→ **Texto de lectura**:
::::::
Algo
debe significar el hecho de que en este 2022 de los 184 países miembros de la
Organización de Naciones Unidas solamente 19 no tengan como foma de Estado una
República, sino un reino, un emirato, un principado o un gran ducado: la
inmensa mayoría, 165, son repúblicas. Asimismo, de las 27 naciones integrantes
de la Unión Europea únicamente seis no están constituidas en repúblicas,
siéndolo 21, cifra sin duda aplastante. A lo largo de la historia la sociedad
política ha ido evolucionando desde la primitiva autoridad, basada en el poder
de la fuerza bruta en las tribus de carácter familiar, hasta la elección del
líder político más aceptado por el conjunto de la sociedad organizada
geográficamente.
El
hecho cierto de que la inmensa mayoría de la población mundial esté constituida
por repúblicas demuestra que deseamos agruparnos libremente, para facilitar la
convivencia. En un sistema republicano cada ciudadano tiene asignada una
función, conectada con las restantes para lograr un funcionamiento óptimo de
las actividades cohesionadas.
::::::
→ **Material de trabajo**:
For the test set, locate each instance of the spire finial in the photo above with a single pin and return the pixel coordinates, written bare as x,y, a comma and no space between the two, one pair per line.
::::::
→ **Ejercicios propuestos**:
A) Según el texto sobre las repúblicas, ¿cuántos de los 27 países de la Unión Europea no están constituidos en repúblicas?
B) Prosigue el texto sobre las repúblicas a partir de su última oración.
Las líneas no guardan ninguna relación con el texto sobre las repúblicas.

→ **Soluciones por ejercicio**:
A) Seis.

B)
La República es el sistema político mejor adaptado a las necesidades de la convivencia entre personas y entre naciones. Se apoya doblemente en la libertad individual y en la colectiva, porque todos los ciudadanos participan libremente en la toma de decisiones concernientes a la organización de la convivencia. Puesto que es imposible que todos los seres humanos opinemos de la misma forma, aceptamos que se impongan los criterios de la inmensa mayoría sobre las opiniones de la minoría, pero sin pretender aniquilarlas, sino al contrario, respetándolas, siempre que sean democráticas. Lo que no puede admitirse es que, precisamente por acatar todos los criterios, se toleren ideologías extremistas deseosas de imponerse sobre las demás.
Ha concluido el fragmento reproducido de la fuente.